━━━━━ Belge alıntısı ━━━━━
# Duyuru > Vatan SATILIYOR!!!!! >  İhanet Rantı Türkiye'yi Paylaşıyor

## ozzylive

*Yasal mevzuatlarla önlem alınmadığı takdirde, maden aramalarında ve çıkarılmasında tanınan imtiyazlarla yabancı şirketler madenlerimizi hammadde halinde yurtdışına da çıkarabilecek.*

Türkiye, büyüyen ekonomisi ve artan nüfusuyla enerji ihtiyacı her geçen gün artan bir ülke konumuna geliyor. Enerji kaynaklarının çeşitlendirilmesi ve bunların kamu eliyle topluma sunulması da bu süreçte önem kazanan konulardan biri olarak karşımıza çıkıyor. Türkiye enerji kaynaklarının varlığı ve enerjinin özellikle Batı’ya iletilmesi açısında da bir terminal ülke durumunda. Bu iki unsur Türkiye’yi enerji açısından uluslararası platformda ciddi bir konuma getiriyor. Dolayısıyla ülkemiz gelecek projeksiyonlarında enerji arz - talep dengesini iyi yaptığı takdirde çok büyük enerji sorunu çekmemesi gereken ender ülkelerden biri konumunda. Ancak sorun da burada başlıyor. Var olan enerji kaynaklarını değerlendirmesi gereken Türkiye bu kaynaklar üzerinde tam anlamıyla etkili olabilmiş değil. Sanayi üretimi de dikkate alındığında Türkiye’nin enerji kaynaklarını verimli ve tam kapasite kullanması gerekiyor. İşte bu noktada enerji kaynaklarının aranıp, bulunması ve aynı zamanda işletilerek ülke ekonomisinin hizmetine sunulması büyük bir önem taşıyor. Ancak yabancı şirketlerin varlığı ve yabancıların da enerji kaynaklarını işletmesine yönelik talepleri Türkiye’nin bir anlamda kafasını karıştırmış durumda. Kamunun istenilen düzeyde bir milli enerji üretimi ve kullanımı politikasını hayata geçirememesi sorunların büyümesini de ilerki yıllarda beraberinde getireceğe benziyor.
━━━━━ Verilen veriler ━━━━━
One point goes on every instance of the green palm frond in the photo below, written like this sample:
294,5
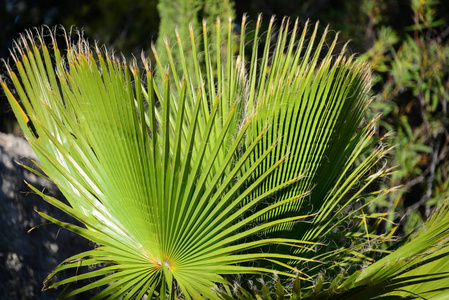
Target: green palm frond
187,177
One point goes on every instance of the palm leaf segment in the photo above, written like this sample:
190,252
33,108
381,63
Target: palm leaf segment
181,175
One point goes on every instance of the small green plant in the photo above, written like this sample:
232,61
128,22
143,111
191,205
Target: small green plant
195,180
413,92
━━━━━
• **Yapılacak iş**
Türkiye'nin enerji kaynaklarını ve yabancı şirketleri konu alan yazıyı son cümlesinden sonrasıyla sürdürün. Kayıtlar başka bir kaynaktan alınmıştır.

• **Yanıt**
*Büyük bir piyasa*
Türkiye enerji kaynakları ve enerji kullanımı açısından bakıldığında önümüzdeki yıllarda büyük bir piyasa görünümünde. Bu nedenle yabancı firmalar her türlü yolu kullanarak Türkiye’nin bu enerji piyasasından pay almak istiyorlar. Bu noktada Türkiye’nin gerek politik, gerekse mevzuat açısından dikkatli adımlar atması gerektiği de bir gerçek. Son yıllarda ülkemiz zengin maden rezervleri açısından dikkat çeken bir ülke durumunda. Ayrıca doğal su kaynaklarının zenginliği barajlardan elde edilecek elektrik üretiminde de Türkiye’nin potansiyelinin bir hayli fazla olduğunu göstermekte. Bu arada dünyada artık yaygınlaşmaya başlayan rüzgar santralleri aracılığıyla elektrik enerjisi üretimi açısından da Türkiye’nin potansiyelinin bir hayli fazla olduğunu uzmanlar dile getiriyor. Bu kadar çok enerji kaynağı çeşitliliğine sahip olan bir ülkede enerji kaynaklarının kamu eliyle kullanılması kadar doğal bir sürecin olmayacağı da kamuoyu tarafından kabul edilmiş durumda. Maden sahalarının yabancı şirketler ya da yabancı şirket ortaklıkları tarafından işletilmesi “Türkiye bu kaynaklardan istediği gibi yararlanıyor mu?” sorusunu da beraberinde getiriyor.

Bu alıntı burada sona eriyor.